Text excerpt>
The United States began tapping into natural resources 🏞️ , mostly iron, coal, and oil, as a means of more efficient production. This created a boom in manufacturing and, down the line, would play a large role in our foreign policy. 

Communications

Some inventions transformed communications. The first radical change in the speed of communications was the invention of a workable telegraph by Samuel F.B. Morse, initially demonstrated in 1844. In 1866, Cyrus Field improved the transatlantic cable linking telegraph networks of Europe and the US. By the 1870s, they reached every continent. 
Alexander Graham Bell was a Scot who settled in Boston in 1871. He was interested in problems of the deaf. He experimented with ways to transmit speech electrically. After several years, he had developed electrified metal disks, that converted sound waves to electrical impulses and back again. On March 10, 1876, he transmitted the first sentence over a telephone “Mr. Watson, come here; I want you”

Industry

The high speed spindle, automatic looms, and electric sewing machines transformed the clothing industry which for the first time in history turned out ready made clothes for the masses.

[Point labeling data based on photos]
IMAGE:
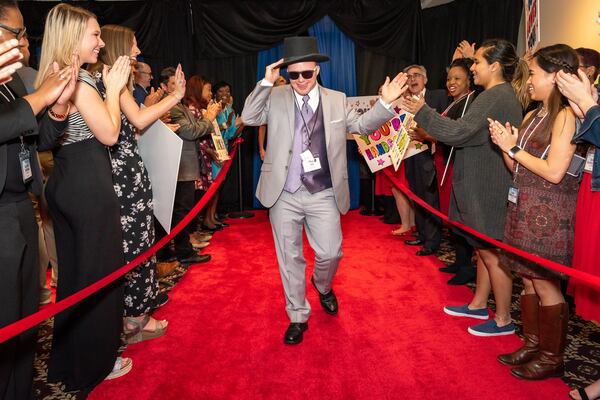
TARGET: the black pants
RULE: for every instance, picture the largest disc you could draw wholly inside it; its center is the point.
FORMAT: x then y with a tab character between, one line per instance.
185	199
184	202
86	215
420	173
19	296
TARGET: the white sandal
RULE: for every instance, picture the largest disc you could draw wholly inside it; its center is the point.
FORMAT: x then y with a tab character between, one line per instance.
122	367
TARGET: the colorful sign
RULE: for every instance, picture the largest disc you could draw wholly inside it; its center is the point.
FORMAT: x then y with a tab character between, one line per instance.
219	143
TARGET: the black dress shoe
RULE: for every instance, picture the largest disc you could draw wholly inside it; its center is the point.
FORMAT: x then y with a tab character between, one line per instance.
425	251
451	269
328	301
293	334
195	259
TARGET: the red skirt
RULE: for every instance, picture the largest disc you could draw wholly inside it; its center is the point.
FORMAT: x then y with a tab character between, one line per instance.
586	255
383	184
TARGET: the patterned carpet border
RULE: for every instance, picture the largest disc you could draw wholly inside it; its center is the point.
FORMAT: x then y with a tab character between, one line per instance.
582	353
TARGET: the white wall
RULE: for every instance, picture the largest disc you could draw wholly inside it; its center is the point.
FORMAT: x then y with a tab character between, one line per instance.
572	22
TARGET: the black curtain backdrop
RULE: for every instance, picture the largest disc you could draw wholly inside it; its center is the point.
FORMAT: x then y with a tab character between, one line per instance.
445	26
220	39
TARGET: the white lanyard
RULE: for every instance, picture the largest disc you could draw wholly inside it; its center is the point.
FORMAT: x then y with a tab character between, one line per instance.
452	148
9	92
523	144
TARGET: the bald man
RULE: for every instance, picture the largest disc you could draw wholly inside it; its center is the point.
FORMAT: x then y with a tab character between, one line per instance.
142	76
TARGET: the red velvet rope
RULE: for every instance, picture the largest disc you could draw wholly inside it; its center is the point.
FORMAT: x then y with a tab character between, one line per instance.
32	320
584	277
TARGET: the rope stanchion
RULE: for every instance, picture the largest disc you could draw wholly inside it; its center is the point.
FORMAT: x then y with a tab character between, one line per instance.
584	277
32	320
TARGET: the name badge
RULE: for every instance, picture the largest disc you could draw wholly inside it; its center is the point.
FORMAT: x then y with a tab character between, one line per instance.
25	165
309	162
589	160
513	194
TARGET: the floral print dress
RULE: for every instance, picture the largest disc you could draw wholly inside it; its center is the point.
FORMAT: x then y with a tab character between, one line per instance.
134	191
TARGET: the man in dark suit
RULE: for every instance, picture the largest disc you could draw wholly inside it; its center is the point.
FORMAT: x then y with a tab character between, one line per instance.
142	76
420	169
19	174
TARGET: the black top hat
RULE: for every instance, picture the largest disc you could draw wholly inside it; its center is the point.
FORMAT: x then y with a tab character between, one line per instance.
299	49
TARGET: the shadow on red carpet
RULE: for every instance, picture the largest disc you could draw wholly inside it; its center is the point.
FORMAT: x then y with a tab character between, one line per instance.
391	339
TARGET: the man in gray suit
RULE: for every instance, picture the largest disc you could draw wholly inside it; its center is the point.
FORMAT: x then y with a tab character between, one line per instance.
304	177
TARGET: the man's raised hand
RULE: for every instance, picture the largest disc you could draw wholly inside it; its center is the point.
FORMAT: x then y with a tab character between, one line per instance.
272	71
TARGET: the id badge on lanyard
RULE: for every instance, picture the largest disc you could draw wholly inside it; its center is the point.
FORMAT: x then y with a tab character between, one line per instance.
513	193
25	161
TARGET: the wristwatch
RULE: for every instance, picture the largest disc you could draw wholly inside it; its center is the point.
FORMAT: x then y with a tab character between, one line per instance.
512	152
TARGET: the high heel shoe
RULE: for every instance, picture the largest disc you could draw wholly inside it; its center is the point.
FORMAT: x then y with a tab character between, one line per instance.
211	230
138	334
400	232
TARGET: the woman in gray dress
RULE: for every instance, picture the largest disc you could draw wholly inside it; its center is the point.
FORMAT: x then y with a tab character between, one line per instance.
481	180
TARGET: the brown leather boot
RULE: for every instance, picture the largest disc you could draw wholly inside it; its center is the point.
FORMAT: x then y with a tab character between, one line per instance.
553	337
530	316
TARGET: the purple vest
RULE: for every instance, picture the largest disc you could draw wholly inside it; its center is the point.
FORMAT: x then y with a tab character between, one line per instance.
314	181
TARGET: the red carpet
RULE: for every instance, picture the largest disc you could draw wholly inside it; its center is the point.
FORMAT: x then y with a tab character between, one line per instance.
391	339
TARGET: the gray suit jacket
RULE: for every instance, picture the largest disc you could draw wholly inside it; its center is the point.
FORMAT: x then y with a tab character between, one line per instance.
275	106
191	129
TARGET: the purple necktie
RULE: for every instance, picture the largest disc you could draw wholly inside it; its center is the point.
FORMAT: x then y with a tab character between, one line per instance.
307	114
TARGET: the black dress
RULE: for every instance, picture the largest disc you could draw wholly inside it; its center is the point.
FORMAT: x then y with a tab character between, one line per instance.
85	211
134	191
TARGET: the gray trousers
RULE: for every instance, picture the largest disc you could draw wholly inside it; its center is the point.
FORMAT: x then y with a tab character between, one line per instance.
319	215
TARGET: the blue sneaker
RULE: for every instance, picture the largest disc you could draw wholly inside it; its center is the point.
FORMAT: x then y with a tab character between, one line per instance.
465	311
490	328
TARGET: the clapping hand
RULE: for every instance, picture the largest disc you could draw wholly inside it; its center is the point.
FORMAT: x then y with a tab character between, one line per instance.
391	90
9	59
118	75
504	136
71	77
272	71
179	91
153	97
582	94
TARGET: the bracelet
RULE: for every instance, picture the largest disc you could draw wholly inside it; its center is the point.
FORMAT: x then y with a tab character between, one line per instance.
59	117
513	151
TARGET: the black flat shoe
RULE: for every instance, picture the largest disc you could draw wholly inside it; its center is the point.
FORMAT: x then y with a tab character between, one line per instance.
328	301
450	269
293	334
195	259
425	251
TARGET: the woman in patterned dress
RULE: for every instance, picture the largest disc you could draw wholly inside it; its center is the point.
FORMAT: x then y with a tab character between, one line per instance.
132	186
541	212
197	98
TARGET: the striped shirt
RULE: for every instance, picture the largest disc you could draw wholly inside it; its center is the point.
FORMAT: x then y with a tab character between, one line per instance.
77	130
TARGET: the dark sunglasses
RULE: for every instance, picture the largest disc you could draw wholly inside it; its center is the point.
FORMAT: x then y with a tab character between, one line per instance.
18	32
305	74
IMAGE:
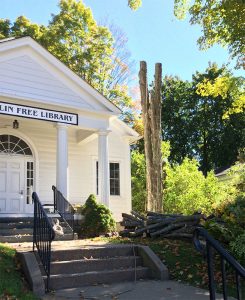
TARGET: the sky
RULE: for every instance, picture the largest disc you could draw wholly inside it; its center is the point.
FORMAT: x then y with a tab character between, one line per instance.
154	34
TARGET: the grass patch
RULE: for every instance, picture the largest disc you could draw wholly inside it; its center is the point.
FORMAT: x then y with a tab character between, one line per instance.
185	264
12	283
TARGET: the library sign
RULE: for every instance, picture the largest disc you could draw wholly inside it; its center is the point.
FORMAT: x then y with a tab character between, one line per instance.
38	113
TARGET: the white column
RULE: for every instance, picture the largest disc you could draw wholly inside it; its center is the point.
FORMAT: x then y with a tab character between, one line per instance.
62	159
103	159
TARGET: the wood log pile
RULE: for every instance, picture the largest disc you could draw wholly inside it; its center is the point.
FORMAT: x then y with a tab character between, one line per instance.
160	225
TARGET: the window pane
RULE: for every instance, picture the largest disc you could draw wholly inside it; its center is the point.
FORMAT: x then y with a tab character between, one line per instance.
114	179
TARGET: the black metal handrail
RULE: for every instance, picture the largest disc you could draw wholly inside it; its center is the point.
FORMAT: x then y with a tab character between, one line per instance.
226	258
64	208
43	235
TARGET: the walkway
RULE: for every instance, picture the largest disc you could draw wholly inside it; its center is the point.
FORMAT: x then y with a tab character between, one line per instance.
141	290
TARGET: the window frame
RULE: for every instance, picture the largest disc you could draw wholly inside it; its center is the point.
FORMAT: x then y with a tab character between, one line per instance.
117	161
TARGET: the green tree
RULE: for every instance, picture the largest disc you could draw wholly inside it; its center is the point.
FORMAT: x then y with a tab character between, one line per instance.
222	22
188	191
74	37
195	124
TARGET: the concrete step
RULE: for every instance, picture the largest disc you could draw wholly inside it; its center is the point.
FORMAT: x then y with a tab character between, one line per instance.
16	231
15	238
98	252
16	220
86	265
66	237
96	277
17	225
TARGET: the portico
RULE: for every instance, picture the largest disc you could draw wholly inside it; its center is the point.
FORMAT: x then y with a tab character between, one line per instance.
75	138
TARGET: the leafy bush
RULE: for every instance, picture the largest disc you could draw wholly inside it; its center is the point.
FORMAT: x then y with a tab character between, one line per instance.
97	218
188	191
238	247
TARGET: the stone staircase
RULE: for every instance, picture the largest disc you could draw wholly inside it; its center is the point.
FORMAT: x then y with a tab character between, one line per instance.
18	230
73	268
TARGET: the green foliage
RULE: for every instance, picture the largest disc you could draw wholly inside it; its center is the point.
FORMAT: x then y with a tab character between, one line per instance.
194	122
238	247
134	4
97	218
221	23
188	191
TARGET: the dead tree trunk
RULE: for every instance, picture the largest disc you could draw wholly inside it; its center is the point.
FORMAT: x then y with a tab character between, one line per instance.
151	112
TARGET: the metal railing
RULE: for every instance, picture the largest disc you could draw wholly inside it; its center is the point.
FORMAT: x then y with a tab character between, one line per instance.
64	208
207	249
43	235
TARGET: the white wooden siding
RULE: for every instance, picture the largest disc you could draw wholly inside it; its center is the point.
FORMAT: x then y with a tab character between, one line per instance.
23	77
82	175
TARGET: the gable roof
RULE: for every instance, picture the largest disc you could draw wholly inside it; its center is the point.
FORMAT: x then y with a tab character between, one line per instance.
27	50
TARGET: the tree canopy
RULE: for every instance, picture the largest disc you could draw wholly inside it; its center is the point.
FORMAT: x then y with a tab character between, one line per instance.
74	37
222	22
195	123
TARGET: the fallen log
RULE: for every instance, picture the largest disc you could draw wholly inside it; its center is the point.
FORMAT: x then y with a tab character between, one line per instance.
167	229
137	215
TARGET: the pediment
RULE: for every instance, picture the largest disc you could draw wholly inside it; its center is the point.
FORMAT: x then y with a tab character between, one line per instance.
30	72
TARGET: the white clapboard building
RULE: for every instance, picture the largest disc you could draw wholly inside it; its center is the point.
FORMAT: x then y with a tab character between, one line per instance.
55	129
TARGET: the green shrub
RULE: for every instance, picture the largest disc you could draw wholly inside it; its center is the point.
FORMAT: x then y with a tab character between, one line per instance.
97	218
238	247
138	181
188	191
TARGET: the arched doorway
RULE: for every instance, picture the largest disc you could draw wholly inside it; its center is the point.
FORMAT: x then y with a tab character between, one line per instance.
16	175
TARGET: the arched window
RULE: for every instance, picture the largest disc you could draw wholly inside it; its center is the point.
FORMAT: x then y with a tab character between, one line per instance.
10	144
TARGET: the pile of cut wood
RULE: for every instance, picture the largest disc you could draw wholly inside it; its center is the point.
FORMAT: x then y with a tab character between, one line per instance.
163	225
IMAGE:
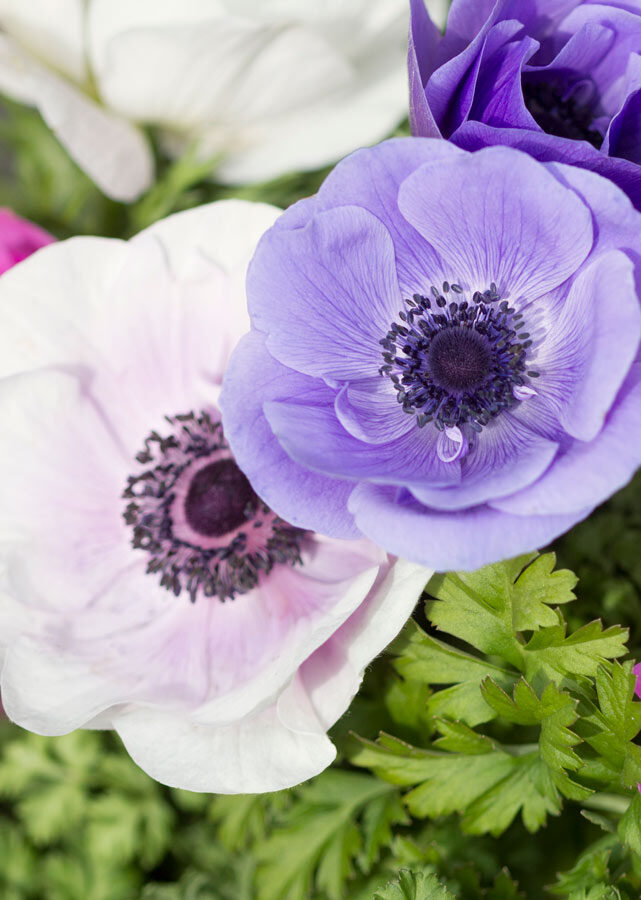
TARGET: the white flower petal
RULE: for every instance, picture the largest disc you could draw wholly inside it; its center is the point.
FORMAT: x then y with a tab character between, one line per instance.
332	675
254	755
112	151
52	30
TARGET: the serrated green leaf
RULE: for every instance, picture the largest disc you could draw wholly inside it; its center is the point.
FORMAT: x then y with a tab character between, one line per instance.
591	868
321	823
51	810
459	738
504	888
423	660
550	652
378	819
630	825
414	886
539	588
609	727
477	607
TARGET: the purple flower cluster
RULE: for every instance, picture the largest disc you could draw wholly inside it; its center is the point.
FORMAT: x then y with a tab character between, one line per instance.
444	352
559	79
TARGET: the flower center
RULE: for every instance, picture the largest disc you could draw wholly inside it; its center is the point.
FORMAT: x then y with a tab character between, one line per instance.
217	498
457	362
459	358
195	514
563	113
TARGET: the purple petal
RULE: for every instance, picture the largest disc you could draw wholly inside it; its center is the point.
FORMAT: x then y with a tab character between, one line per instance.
326	293
624	135
313	436
597	338
506	457
450	540
293	492
499	95
549	148
371	178
424	38
498	216
369	411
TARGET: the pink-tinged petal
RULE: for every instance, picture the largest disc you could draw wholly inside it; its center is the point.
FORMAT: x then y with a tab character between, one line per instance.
497	216
19	239
207	695
260	643
253	755
62	470
50	692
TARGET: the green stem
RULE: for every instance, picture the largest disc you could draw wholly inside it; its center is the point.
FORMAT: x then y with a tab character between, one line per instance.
614	803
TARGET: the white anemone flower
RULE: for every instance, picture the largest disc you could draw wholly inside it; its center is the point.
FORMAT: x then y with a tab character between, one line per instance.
269	86
143	585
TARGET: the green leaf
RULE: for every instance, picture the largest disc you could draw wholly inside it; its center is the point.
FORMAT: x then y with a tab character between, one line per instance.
477	607
51	810
414	886
610	726
630	825
486	607
422	660
550	652
319	836
489	787
591	868
555	712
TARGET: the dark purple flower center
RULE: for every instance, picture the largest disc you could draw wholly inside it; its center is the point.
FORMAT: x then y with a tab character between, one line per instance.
217	498
561	113
197	517
456	361
459	358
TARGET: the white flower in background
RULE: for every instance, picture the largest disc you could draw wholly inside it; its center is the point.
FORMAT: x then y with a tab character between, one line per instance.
143	585
271	85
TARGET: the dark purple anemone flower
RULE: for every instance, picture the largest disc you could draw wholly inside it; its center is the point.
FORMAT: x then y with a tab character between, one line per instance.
559	79
444	353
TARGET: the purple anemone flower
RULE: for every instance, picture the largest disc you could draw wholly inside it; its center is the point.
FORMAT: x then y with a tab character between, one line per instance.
145	586
444	352
559	79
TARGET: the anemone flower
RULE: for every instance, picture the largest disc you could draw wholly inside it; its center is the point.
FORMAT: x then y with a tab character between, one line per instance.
559	80
145	586
267	86
450	341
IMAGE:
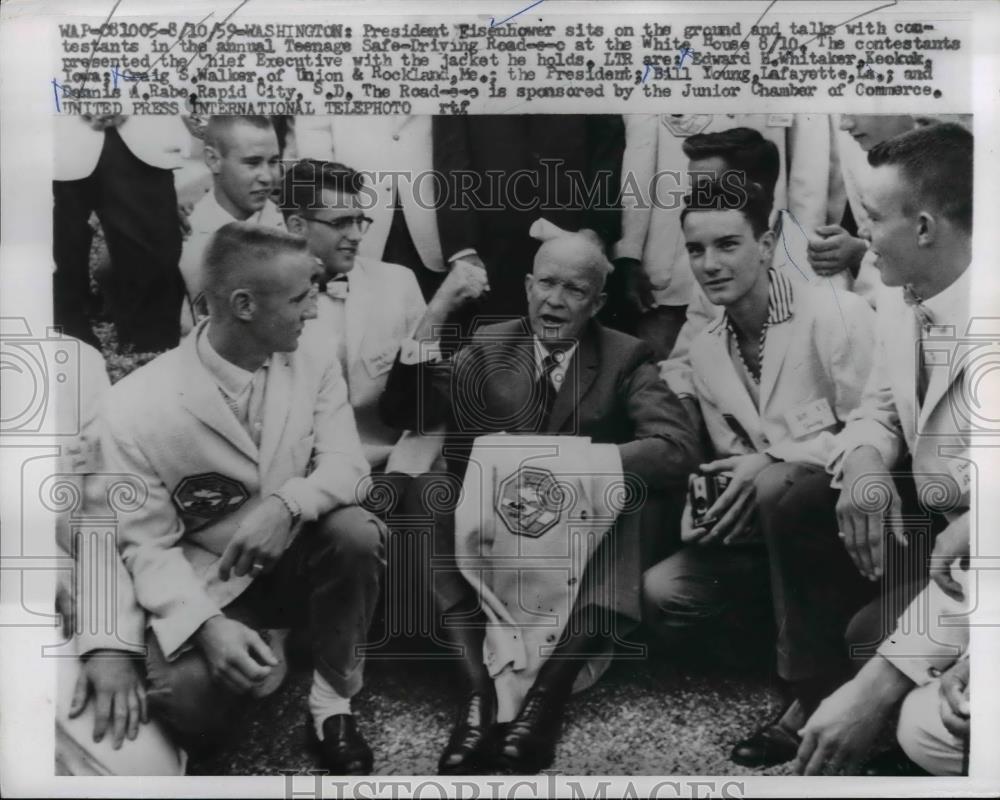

Set of tasks>
• 1. Return every line of the entries that contains the string "patterned", treating uppercase and lowercase as different.
• 2. Please continue the passage on American industrial growth from its final sentence.
These entries are unrelated to the passage on American industrial growth.

Outputs for the tasks>
• 1.
TARGET: the patterned carpet border
TARGET: the woman in patterned dress

• 2.
One of the most important innovations of the time was Andrew Carnegie’s use of the Henry Bessemer’s process of steel production. With this process, steel could be produced more efficiently and for much lower prices than ever before. This process, quite literally, led to national growth. It was used to build railroads in the West and cities in the East. 🏗️

Electricity 

https://upload.wikimedia.org/wikipedia/commons/7/76/Edison_bulb.jpg

Image Courtesy of Wikimedia

Thomas Edison’s incandescent lightbulb 💡 was also a major innovation (duh). Although it was initially out of reach for the average American, it was used to light parts of Manhattan and led to one of the greatest conglomerates, General Electric.  
Edison based his system on low-voltage direct current, which could be transmitted only about 2 miles.  George Westinghouse, demonstrated the advantages of high-voltage alternating current for transmission over great distance. In 1886, he formed the Westinghouse Electric Company with the inventor Nikola Tesla. They developed an alternation current motor that could convert electricity into mechanical power. It now freed factories from having to be located near water or coal.